[Selected extract]
-------
WASHINGTON (AP) – Indicted Texas Rep. Tom DeLay will serve as a “very powerful adviser” to the Republican leadership while he battles the conspiracy charge that forced him to step aside as House majority leader, a GOP spokesman said Thursday.

“His experience and insight for over a decade of the Republican majority is invaluable to our leadership and to our members and will be used wisely,” said Ron Bonjean, spokesman for Speaker Dennis Hastert, R-Ill.

Bonjean said Hastert and DeLay – two longtime allies – met privately in the Capitol, one day after the Texan was charged with a single count of conspiracy by a Texas grand jury investigating alleged violations of state election law.

The disclosure came as Rep. Roy Blunt of Missouri stepped into his new job as temporary majority leader and several rank-and-file Republicans acknowledged that DeLay’s legal woes may preclude him from ever regaining his formal place at the GOP leadership table.

A Texas judge ordered DeLay to appear in court in Austin on Oct. 21 to face the charge that he conspired to funnel corporate money to state political campaigns.

Conservative Rep. John Shadegg of Arizona, a former prosecutor, said it may take 18 months to three years before DeLay’s case runs its course. “I have no idea” whether the Texan will ever return to the leadership, he added.

After weeks spent defending DeLay against allegations of corruption, Republicans said his indictment had unified them at a time of falling polls and internal differences over legislation.

“The tragedy of Tom DeLay’s indictment has unified the conference in a different way,” said Rep. Tom Reynolds of New York, chairman of the GOP House campaign committee. “Most people see this as a political indictment.”

Majority Republicans are committed to passing legislation to cut taxes this fall as well as wringing billions of dollars from benefit programs such as Medicaid – at a time when Hurricanes Katrina and Rita are pushing federal spending and deficits higher.
-------
[Exercise objective] Write out the passage of the news report on Tom DeLay's indictment between "After weeks spent" and "differences over legislation.", inclusive. The data that comes next has no connection to the news report above.

[Dataset content]
-------
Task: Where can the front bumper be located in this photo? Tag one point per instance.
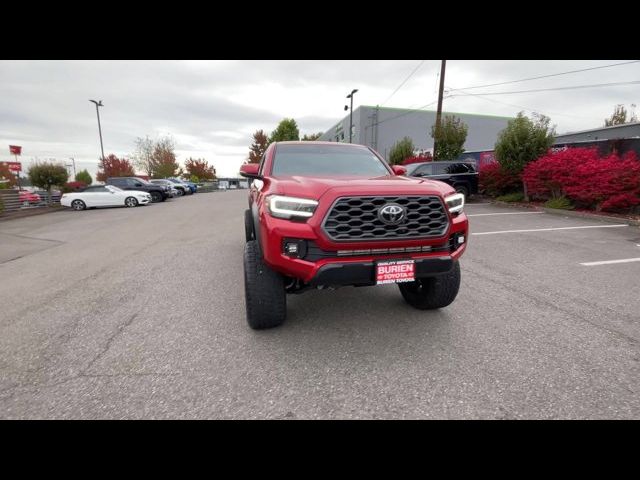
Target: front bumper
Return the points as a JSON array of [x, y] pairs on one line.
[[363, 273], [340, 263]]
-------
[Worked solution]
After weeks spent defending DeLay against allegations of corruption, Republicans said his indictment had unified them at a time of falling polls and internal differences over legislation.